TEXT EXTRACT:
# new big bass



## ohiomelvin (Jun 22, 2008)

caught this yesterday while fishing with rbthntr "OGF member" at a division of wildlife lake in northeast ohio only one i caught but it was a nice one it weighed 3.75 lbs and rbthntr caught 2 bass. missed a lot of nice fish on top water and the wind was carrying us away so we couldnt fish one spot for more than 5 min but all together it was a nice day.http://www.ohiogamefishing.com/community/picture.php?albumid=146&pictureid=4712
http://www.ohiogamefishing.com/community/picture.php?albumid=146&pictureid=4711


----------



## FISHIN216 (Mar 18, 2009)

that is one inflated bass


----------



## rbthntr (Apr 8, 2008)

it was all most as big around as it was long


----------



## AlanC (Jun 16, 2010)

Nice fish!


----------



## pj4wd (Dec 9, 2009)

Nice fish.


----------



## skippyflyboy (Jan 5, 2010)

nice fish!


----------



## SMBHooker (Jan 3, 2008)

That's a fist full of bass, lol.  Great catch!!


----------



## ohbassman (Mar 19, 2009)

Great bass!....doesn't look like it's missed many meals....lol.


----------



## Wolfhook120 (Oct 17, 2007)

Nice catch on that one, she's a chunk! I need five of those in every tournament lol.


----------



## JignPig Guide (Aug 3, 2007)

Nice fish dude... Good job.


----------



## ohiomelvin (Jun 22, 2008)

thnks i just hope to improve as the year goes on


----------

DATASET CONTENT:
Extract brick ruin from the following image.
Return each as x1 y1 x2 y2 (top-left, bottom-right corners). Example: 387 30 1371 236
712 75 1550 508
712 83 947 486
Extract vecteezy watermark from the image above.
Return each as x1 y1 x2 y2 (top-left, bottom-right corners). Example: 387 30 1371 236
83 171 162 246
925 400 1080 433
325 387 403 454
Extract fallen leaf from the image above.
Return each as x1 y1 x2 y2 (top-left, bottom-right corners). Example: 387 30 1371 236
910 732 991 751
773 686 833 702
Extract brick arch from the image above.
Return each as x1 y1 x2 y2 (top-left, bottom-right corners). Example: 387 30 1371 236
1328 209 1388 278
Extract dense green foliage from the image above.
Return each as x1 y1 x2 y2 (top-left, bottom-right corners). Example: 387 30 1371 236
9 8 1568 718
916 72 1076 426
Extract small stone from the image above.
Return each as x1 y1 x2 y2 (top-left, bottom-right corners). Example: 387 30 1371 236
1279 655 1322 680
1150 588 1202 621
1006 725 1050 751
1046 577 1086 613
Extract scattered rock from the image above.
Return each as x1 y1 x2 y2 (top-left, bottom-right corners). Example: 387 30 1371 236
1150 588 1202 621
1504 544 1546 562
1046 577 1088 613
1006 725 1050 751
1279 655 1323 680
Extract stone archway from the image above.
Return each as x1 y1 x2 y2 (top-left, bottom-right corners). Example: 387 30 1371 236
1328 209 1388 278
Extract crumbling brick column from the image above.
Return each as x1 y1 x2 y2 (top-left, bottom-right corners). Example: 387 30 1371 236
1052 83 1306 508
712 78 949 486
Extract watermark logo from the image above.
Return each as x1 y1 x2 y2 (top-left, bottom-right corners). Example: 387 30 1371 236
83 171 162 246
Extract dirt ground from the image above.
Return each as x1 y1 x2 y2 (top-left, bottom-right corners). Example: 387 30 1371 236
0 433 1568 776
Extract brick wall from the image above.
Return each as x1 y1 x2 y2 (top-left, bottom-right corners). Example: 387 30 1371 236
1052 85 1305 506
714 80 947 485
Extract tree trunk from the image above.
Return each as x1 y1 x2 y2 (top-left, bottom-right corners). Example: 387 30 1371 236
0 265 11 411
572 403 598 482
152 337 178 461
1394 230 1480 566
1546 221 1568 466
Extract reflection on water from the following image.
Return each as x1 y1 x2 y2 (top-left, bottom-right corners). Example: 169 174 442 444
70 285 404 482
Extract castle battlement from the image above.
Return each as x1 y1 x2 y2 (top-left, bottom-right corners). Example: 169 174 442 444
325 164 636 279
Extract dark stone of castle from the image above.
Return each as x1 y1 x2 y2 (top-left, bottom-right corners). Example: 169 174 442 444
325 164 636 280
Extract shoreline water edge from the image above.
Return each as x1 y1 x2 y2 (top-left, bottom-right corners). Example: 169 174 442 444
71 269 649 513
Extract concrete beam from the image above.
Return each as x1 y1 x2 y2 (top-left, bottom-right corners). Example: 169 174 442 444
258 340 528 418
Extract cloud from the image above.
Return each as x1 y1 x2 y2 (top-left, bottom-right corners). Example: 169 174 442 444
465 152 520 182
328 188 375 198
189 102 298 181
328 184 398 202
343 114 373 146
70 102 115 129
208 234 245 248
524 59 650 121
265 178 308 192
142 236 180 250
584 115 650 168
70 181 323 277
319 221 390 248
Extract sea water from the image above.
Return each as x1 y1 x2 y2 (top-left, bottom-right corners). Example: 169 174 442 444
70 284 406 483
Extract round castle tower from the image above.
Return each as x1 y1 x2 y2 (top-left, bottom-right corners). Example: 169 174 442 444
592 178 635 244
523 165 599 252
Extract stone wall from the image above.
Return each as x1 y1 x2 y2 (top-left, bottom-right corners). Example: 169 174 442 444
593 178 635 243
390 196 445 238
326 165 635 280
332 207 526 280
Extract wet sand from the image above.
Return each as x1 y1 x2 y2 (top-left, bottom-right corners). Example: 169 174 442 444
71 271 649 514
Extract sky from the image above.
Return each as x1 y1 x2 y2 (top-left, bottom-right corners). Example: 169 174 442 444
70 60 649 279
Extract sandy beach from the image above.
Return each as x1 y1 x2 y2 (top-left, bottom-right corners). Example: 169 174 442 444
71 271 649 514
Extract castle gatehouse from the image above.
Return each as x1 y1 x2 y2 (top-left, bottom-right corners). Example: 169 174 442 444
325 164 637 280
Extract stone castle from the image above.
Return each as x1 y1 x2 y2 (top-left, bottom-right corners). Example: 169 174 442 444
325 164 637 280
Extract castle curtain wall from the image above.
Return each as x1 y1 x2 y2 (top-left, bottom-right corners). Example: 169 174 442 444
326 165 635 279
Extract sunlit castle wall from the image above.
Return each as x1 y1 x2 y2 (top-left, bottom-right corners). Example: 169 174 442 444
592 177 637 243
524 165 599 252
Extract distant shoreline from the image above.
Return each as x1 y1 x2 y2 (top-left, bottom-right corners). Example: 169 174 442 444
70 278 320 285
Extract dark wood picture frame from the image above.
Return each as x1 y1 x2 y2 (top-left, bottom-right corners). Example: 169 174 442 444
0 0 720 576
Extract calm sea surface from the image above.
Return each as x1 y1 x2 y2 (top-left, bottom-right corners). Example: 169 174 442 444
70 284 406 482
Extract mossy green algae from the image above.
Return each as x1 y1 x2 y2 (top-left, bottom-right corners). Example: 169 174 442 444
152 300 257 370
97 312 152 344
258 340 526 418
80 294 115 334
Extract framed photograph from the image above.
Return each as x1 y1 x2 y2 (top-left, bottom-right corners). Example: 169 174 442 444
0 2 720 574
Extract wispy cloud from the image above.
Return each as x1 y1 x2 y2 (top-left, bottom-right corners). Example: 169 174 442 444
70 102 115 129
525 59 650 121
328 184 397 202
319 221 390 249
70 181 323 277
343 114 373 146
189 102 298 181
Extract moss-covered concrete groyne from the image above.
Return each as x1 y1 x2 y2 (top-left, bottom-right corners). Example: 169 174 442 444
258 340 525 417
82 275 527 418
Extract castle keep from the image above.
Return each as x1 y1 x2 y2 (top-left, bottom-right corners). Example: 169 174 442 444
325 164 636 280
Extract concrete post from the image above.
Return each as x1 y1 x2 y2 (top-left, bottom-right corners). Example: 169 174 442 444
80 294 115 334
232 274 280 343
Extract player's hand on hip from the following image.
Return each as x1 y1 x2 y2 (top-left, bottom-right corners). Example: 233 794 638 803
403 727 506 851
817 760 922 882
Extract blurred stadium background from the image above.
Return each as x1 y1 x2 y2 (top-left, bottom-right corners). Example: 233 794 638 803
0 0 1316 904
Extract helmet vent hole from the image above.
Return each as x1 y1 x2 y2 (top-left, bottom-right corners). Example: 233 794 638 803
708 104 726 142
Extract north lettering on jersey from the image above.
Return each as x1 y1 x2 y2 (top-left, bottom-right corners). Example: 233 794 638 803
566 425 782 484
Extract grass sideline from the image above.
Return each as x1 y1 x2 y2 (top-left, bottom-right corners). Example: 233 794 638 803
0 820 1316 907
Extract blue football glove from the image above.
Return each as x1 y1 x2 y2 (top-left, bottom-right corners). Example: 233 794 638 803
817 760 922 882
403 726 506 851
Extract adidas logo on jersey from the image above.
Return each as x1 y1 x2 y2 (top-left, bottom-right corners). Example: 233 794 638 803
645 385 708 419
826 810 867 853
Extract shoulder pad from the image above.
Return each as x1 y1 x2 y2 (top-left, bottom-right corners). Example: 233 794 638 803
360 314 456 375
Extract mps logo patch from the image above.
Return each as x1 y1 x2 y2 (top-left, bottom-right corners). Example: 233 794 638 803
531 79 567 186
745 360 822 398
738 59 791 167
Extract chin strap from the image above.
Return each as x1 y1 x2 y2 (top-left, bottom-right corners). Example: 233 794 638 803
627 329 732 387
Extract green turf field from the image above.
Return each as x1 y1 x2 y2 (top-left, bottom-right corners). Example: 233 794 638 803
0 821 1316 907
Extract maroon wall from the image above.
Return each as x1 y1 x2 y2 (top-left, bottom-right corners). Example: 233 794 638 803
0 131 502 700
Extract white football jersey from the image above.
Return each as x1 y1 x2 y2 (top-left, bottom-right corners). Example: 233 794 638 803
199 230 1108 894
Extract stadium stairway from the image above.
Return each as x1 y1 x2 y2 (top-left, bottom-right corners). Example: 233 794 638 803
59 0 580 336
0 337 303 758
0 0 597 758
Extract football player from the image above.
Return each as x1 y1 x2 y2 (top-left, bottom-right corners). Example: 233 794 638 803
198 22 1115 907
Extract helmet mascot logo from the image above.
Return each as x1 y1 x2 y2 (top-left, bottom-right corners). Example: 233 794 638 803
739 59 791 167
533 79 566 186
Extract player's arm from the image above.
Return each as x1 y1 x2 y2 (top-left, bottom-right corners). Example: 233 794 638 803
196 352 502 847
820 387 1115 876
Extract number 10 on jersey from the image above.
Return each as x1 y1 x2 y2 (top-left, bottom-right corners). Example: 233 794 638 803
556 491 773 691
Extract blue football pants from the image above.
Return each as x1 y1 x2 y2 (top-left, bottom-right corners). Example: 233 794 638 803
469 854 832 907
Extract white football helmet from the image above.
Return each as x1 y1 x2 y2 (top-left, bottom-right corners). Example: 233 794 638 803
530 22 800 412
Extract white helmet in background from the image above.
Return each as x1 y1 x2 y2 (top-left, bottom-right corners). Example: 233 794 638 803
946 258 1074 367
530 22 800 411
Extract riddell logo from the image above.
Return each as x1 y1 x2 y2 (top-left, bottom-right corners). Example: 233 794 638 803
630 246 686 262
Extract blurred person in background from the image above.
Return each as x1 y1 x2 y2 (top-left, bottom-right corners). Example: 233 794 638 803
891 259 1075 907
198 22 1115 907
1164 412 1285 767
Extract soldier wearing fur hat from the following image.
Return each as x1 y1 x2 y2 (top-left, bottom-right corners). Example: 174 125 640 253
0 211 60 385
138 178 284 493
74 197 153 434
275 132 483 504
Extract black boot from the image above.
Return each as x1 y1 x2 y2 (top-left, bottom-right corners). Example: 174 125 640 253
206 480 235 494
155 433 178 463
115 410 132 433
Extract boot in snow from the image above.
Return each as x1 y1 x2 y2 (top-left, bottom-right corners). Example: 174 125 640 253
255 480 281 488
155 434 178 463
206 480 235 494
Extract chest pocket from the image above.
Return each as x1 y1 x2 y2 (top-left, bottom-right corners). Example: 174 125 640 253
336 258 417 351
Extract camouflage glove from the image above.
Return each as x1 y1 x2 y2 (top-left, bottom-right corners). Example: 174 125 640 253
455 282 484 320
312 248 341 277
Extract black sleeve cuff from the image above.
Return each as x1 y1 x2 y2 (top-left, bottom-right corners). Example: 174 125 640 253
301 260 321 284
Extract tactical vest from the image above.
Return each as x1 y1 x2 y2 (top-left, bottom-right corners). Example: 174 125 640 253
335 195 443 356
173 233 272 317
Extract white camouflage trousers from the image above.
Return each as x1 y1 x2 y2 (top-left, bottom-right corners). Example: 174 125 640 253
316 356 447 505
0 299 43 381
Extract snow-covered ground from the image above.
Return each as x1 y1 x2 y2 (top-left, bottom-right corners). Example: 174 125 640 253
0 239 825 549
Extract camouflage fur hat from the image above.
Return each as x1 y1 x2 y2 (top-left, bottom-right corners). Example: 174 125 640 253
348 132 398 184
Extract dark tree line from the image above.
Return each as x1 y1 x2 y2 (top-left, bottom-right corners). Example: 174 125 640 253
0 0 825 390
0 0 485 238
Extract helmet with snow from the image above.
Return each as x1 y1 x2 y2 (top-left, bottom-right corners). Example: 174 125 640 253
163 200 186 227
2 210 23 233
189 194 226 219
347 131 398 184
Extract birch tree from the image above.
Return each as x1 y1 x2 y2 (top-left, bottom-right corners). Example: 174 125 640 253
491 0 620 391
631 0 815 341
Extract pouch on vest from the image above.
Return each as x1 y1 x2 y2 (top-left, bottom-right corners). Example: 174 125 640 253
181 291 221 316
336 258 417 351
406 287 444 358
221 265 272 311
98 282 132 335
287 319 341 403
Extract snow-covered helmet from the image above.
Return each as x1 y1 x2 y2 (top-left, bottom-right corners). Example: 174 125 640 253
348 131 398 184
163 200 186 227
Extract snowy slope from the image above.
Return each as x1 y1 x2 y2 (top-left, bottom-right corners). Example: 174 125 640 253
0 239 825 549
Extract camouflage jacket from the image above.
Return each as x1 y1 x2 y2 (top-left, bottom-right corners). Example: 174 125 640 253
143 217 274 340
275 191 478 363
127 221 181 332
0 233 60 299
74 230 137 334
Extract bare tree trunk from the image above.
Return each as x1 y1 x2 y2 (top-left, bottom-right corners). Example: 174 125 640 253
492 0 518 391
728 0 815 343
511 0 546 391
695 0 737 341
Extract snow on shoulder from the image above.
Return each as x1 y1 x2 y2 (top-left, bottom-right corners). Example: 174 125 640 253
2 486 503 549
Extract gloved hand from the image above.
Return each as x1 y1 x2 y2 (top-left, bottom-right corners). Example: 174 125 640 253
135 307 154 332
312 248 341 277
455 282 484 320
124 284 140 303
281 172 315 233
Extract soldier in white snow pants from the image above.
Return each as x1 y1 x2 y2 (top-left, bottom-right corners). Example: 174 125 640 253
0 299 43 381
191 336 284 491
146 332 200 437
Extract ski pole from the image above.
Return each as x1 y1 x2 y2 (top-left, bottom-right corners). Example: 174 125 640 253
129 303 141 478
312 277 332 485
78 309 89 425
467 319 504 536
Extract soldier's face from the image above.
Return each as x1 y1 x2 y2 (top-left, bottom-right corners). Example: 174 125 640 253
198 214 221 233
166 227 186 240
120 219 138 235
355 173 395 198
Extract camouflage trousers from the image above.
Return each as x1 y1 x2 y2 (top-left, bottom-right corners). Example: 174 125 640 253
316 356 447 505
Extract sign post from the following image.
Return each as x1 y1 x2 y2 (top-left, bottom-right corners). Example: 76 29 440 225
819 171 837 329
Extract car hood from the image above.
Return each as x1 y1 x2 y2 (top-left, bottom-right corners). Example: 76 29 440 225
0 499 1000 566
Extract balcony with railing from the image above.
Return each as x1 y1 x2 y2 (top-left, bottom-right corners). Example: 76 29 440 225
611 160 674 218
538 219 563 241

WHAT THIS TASK INVOLVES:
Repeat the passage of the bass fishing thread that begins at the words "## Wolfhook120 (Oct" and stops after "dude... Good job.", without changing anything. Work from the bass fishing thread alone, not the records.

TASK SOLUTION:
## Wolfhook120 (Oct 17, 2007)

Nice catch on that one, she's a chunk! I need five of those in every tournament lol.


----------



## JignPig Guide (Aug 3, 2007)

Nice fish dude... Good job.